> **Aim of the exercise**:
Write out every entry in full. Leave nothing out.

(Stored data entries)
####

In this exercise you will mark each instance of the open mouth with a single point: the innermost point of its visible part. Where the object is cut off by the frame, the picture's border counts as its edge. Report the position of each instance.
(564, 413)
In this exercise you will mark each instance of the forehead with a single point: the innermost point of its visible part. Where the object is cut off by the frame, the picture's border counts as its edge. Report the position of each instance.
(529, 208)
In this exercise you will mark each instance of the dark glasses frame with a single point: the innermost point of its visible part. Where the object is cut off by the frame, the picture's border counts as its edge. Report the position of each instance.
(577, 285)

####

> **Written reply**:
In this exercise you will mark each instance of the open mouth with a single point: the innermost point of its visible part. Where the object is cut off by the frame, the picture's border counts as its edge. Report the position of each instance.
(564, 413)
In this exercise you will mark each instance of the forehead with a single point: the innermost point of its visible part. Where the object is cut off by the frame, the picture's border counts as its edge. Report the position of each instance.
(529, 208)
In this exercise you will mark each instance of the dark glasses frame with a single point: the innermost point of its visible part. Where the object is cut off by the frame, the picture's border counts as its edge. Report the position of each instance.
(577, 285)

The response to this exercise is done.